● **Compito da svolgere**
Ricopia senza alcuna modifica le righe del materiale a partire da quella che contiene "the sunglasses on" fino all'ultima riga del materiale, entrambe incluse.

● **Dati da usare**
━━━━━━━━━━━━━━━━━━━━━━━━━━━━━━

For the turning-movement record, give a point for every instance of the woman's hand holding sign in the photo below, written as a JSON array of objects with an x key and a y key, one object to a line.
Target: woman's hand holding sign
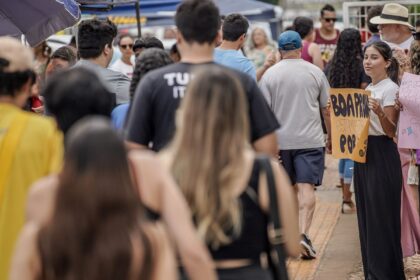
[{"x": 376, "y": 107}]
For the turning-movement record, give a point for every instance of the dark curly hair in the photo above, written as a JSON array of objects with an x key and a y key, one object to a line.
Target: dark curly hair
[
  {"x": 148, "y": 60},
  {"x": 303, "y": 26},
  {"x": 94, "y": 35},
  {"x": 346, "y": 66}
]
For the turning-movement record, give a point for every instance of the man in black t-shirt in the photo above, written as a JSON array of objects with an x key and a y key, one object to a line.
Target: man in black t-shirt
[{"x": 152, "y": 115}]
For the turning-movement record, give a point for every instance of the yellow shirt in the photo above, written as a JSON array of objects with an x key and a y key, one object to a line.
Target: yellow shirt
[{"x": 38, "y": 153}]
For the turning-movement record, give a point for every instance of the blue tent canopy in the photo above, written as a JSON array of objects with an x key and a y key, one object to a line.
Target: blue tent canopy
[{"x": 161, "y": 12}]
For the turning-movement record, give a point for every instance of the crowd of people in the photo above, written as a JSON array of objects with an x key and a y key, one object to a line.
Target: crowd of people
[{"x": 158, "y": 165}]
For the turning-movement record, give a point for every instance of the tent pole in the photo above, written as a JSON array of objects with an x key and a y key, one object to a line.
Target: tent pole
[{"x": 138, "y": 19}]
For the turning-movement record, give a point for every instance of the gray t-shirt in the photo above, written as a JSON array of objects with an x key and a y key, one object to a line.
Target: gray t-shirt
[
  {"x": 295, "y": 90},
  {"x": 116, "y": 82}
]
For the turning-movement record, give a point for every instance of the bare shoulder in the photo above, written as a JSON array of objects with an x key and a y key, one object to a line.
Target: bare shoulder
[
  {"x": 41, "y": 199},
  {"x": 43, "y": 187},
  {"x": 25, "y": 263},
  {"x": 145, "y": 158}
]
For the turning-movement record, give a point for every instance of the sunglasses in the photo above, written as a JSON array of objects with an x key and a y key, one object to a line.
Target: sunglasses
[
  {"x": 330, "y": 19},
  {"x": 129, "y": 46}
]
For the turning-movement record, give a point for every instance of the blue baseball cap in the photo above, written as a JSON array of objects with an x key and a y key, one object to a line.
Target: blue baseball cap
[{"x": 289, "y": 41}]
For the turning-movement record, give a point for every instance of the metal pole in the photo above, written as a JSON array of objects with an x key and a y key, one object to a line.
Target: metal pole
[{"x": 138, "y": 18}]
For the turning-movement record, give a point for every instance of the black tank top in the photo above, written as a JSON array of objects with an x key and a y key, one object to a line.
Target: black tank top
[{"x": 252, "y": 240}]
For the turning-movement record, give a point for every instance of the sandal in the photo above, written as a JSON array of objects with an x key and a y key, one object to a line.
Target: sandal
[{"x": 347, "y": 207}]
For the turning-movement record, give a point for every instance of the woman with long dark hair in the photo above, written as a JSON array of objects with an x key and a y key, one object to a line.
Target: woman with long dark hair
[
  {"x": 378, "y": 182},
  {"x": 76, "y": 93},
  {"x": 98, "y": 228},
  {"x": 349, "y": 56},
  {"x": 216, "y": 169}
]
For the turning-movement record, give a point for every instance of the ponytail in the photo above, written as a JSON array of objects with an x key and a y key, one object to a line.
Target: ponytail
[{"x": 393, "y": 70}]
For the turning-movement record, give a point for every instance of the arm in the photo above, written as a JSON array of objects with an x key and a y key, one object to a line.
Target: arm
[
  {"x": 388, "y": 116},
  {"x": 315, "y": 52},
  {"x": 26, "y": 263},
  {"x": 129, "y": 145},
  {"x": 287, "y": 202},
  {"x": 327, "y": 121},
  {"x": 139, "y": 124}
]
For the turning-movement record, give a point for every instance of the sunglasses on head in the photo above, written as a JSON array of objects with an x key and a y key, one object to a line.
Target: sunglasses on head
[
  {"x": 330, "y": 19},
  {"x": 129, "y": 46}
]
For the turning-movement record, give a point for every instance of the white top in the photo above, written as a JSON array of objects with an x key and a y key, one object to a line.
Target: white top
[
  {"x": 295, "y": 91},
  {"x": 121, "y": 67},
  {"x": 404, "y": 45},
  {"x": 385, "y": 92}
]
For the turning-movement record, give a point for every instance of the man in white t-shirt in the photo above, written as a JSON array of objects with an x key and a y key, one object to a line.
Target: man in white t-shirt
[
  {"x": 296, "y": 90},
  {"x": 124, "y": 64},
  {"x": 394, "y": 27}
]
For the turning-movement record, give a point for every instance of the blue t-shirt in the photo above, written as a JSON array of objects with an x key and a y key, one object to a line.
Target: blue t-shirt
[
  {"x": 118, "y": 115},
  {"x": 236, "y": 60}
]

━━━━━━━━━━━━━━━━━━━━━━━━━━━━━━

● **Risposta completa**
For the turning-movement record, give a point for every instance of the sunglasses on head in the photo above, written as a JSON array of objects with an x key and a y key, one object to a line.
Target: sunglasses on head
[
  {"x": 330, "y": 19},
  {"x": 129, "y": 46}
]
For the turning-movement record, give a point for every instance of the white top in the photo above, written as a JSON array of objects with an x key and a y key, one object to a line.
Target: white top
[
  {"x": 295, "y": 91},
  {"x": 121, "y": 67},
  {"x": 404, "y": 45},
  {"x": 385, "y": 92}
]
For the turning-movement record, give a point for every instance of the man in white t-shirt in the photo above, written as a JSON array of objects with an x key and a y key, one object to a line.
Target: man in white t-shirt
[
  {"x": 296, "y": 90},
  {"x": 124, "y": 64},
  {"x": 394, "y": 27}
]
For the turning-movement record, give a point for every instance of the blue t-shirt in the photo above, written as a JSON array of objects with an x key and a y key, one object to a line.
Target: blue t-shirt
[
  {"x": 118, "y": 115},
  {"x": 236, "y": 60}
]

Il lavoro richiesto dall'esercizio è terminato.